Problem to work on — Copy every line from the one containing "of the maroon" through the last line of the records below, both included, and nothing else.
##########
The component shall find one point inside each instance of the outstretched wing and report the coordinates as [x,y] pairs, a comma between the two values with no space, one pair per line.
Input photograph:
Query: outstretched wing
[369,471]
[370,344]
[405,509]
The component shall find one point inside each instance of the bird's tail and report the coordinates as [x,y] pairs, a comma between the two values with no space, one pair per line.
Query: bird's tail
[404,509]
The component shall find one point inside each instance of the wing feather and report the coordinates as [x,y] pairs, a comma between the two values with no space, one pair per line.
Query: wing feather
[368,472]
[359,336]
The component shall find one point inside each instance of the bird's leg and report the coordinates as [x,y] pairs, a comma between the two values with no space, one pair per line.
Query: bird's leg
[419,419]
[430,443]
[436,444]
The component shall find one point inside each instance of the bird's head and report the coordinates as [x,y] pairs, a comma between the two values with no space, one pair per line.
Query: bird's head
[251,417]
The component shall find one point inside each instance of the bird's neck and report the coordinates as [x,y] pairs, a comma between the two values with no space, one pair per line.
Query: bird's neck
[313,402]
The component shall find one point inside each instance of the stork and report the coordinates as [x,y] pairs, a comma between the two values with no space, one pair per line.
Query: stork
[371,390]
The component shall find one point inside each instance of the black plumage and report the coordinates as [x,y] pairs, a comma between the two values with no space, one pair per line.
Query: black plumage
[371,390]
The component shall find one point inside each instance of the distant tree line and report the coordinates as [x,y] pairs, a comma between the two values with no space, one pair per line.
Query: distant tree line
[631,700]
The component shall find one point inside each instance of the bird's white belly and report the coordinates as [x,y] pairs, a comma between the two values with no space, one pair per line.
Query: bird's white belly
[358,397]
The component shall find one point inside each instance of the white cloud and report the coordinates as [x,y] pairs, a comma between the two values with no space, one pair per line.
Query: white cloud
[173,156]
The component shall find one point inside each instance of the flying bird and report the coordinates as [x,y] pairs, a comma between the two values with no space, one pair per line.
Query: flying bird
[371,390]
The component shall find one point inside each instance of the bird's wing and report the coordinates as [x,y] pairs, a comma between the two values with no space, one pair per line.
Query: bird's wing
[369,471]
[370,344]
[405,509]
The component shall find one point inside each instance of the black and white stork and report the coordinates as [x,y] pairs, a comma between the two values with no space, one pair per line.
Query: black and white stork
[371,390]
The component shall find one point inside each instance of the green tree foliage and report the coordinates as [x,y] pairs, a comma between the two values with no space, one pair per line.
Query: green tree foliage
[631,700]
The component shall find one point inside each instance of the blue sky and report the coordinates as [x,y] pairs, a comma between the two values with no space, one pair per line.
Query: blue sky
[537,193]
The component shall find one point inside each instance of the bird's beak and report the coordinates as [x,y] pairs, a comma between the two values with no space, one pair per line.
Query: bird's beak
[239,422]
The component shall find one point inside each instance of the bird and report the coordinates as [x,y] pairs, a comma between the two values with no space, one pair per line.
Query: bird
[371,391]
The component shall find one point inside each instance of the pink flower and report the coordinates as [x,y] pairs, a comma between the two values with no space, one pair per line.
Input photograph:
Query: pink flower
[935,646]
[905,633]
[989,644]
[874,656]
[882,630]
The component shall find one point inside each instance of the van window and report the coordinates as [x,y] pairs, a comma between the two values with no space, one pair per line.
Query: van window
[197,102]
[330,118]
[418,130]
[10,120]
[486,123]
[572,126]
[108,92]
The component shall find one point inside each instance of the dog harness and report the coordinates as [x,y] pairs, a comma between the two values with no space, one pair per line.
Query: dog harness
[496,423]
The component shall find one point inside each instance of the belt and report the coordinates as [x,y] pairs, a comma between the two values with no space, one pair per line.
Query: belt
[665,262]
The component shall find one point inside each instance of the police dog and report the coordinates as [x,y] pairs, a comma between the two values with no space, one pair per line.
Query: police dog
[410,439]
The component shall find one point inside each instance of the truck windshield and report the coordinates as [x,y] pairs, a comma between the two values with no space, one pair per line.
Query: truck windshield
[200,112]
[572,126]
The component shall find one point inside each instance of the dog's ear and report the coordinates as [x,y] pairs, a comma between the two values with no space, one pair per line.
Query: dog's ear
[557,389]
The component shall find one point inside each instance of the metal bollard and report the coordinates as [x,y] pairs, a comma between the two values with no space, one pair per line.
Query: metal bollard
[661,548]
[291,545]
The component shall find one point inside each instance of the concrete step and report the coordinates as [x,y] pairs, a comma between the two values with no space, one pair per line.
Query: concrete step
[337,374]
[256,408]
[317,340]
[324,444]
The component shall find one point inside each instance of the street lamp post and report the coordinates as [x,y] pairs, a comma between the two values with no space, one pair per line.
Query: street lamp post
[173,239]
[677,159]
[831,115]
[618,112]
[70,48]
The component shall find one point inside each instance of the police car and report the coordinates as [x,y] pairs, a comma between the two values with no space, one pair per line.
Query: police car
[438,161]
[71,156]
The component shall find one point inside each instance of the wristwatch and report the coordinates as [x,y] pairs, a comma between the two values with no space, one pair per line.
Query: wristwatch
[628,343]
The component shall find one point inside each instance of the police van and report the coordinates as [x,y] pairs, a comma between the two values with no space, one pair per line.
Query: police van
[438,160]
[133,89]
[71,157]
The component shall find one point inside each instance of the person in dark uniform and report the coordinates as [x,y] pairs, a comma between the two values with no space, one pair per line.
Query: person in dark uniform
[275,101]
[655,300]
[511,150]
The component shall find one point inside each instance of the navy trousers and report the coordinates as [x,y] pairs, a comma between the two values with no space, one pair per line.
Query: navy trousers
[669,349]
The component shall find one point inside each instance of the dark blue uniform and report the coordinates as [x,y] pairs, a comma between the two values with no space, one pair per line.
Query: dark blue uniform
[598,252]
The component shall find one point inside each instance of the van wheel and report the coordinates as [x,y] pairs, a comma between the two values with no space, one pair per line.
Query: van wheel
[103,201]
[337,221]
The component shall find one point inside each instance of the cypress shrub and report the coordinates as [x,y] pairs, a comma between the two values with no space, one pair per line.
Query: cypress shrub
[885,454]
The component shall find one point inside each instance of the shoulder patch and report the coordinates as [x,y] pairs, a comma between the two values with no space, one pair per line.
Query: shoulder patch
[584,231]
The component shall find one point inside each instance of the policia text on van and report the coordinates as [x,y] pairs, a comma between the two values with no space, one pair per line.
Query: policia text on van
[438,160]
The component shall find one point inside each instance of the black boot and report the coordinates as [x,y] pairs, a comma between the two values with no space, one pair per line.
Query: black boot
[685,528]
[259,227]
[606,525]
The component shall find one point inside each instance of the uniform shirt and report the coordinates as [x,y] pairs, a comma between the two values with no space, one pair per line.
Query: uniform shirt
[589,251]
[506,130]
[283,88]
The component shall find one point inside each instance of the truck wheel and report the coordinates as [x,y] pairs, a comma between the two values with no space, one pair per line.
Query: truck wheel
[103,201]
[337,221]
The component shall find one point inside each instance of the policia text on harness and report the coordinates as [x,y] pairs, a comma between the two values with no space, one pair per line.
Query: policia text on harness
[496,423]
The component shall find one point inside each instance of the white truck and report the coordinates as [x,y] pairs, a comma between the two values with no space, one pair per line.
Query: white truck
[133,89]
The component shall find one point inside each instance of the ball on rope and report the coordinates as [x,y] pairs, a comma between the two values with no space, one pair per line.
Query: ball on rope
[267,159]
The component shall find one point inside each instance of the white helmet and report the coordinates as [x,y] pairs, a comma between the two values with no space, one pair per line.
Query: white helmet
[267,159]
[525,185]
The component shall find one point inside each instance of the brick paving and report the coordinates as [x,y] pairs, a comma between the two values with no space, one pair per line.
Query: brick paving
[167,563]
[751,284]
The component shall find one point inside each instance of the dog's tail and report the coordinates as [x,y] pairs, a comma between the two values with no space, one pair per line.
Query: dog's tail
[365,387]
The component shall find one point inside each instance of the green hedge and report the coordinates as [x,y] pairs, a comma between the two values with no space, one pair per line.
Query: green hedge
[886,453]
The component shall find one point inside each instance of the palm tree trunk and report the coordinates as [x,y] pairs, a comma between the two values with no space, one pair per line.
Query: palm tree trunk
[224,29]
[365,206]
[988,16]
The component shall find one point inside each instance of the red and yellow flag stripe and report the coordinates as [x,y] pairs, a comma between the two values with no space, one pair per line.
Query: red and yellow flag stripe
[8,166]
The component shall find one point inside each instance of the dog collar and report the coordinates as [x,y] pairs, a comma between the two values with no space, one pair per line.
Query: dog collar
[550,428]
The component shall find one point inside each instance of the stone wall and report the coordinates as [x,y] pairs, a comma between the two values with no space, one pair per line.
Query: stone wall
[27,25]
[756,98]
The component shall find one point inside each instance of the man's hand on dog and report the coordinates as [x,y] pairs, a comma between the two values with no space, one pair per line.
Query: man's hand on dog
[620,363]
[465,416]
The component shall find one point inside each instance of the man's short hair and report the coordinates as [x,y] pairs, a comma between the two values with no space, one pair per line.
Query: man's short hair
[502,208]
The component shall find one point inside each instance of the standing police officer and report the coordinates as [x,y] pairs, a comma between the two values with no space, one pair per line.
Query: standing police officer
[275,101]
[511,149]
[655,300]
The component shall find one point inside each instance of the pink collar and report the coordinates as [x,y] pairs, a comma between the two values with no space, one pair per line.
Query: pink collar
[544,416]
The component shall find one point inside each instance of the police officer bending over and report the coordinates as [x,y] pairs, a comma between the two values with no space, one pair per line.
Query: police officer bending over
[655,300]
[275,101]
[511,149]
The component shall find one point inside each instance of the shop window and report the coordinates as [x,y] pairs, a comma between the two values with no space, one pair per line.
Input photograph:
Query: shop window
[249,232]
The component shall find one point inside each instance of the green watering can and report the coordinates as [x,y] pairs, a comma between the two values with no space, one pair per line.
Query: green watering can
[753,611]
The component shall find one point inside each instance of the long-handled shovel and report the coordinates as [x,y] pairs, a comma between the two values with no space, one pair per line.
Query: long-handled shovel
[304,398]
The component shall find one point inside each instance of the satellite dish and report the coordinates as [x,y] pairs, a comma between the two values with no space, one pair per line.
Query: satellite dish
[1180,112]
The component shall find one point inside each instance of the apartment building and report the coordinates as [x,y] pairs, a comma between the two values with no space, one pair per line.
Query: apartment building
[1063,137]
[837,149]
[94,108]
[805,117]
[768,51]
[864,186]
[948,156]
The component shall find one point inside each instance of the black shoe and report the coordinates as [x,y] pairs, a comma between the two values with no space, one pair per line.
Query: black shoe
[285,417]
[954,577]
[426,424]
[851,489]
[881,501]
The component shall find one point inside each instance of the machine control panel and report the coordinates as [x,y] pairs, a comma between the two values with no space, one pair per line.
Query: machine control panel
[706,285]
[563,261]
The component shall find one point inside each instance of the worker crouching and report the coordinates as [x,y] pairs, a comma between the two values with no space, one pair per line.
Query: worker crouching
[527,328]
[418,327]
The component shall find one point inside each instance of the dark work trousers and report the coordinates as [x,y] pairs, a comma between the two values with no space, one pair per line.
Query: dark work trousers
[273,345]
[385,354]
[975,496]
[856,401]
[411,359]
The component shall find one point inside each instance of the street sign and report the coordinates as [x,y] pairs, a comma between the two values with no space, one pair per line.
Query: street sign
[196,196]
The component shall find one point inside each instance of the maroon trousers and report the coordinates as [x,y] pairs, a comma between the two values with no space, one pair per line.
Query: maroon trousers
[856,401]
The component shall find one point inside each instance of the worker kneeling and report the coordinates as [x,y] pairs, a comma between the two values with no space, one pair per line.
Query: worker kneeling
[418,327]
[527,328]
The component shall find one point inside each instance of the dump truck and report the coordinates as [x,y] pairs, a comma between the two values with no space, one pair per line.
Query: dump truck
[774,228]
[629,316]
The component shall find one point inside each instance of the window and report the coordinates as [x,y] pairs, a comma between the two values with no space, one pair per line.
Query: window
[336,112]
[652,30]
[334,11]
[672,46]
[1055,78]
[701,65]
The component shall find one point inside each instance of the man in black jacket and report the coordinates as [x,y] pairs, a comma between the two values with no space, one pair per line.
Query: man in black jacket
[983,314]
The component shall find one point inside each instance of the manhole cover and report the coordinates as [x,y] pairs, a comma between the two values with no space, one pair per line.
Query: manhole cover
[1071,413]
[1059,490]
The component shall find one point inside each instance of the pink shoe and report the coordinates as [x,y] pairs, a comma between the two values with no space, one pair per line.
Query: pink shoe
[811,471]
##########
Result of the task —
The component shall find one point inside each instance of the maroon trousers and report the coordinates as [x,y] pairs, a comma between the two values with no space, one pair per line.
Query: maroon trousers
[856,401]
The component shall find one point inside each instance of the worker kneeling and report the coordinates as [x,y] pairs, a comma between the two values with no space, one pair per line.
Query: worker kneeling
[418,327]
[527,328]
The component shall find one point inside each instance of the dump truck and report the coordinates as [x,y] pairs, a comma between the two values with no space, one pair per line.
Query: dump truck
[774,228]
[629,316]
The component shall find one point inside each instance of the window and report the coordinates as [x,y] pairs, a comma between the two values with no space, one pair per line.
Query: window
[336,112]
[652,30]
[334,11]
[672,46]
[1055,78]
[701,65]
The component shall find one point inside each instance of the man in black jacket and report the coordinates as [x,y] pairs, a comma between the two values with no space, one pair per line.
Query: man in black jacket
[983,314]
The component shall find one point inside each instance of the manhole cover and report the coordinates as [x,y] pairs, a comma between the two values with no space, one pair per line.
Query: manhole cover
[1071,413]
[1059,490]
The component shall find one point inside each instance of the pink shoe and report the coordinates as [x,y] pairs, a comma between the two values with no space, one pair per line.
Query: pink shoe
[811,471]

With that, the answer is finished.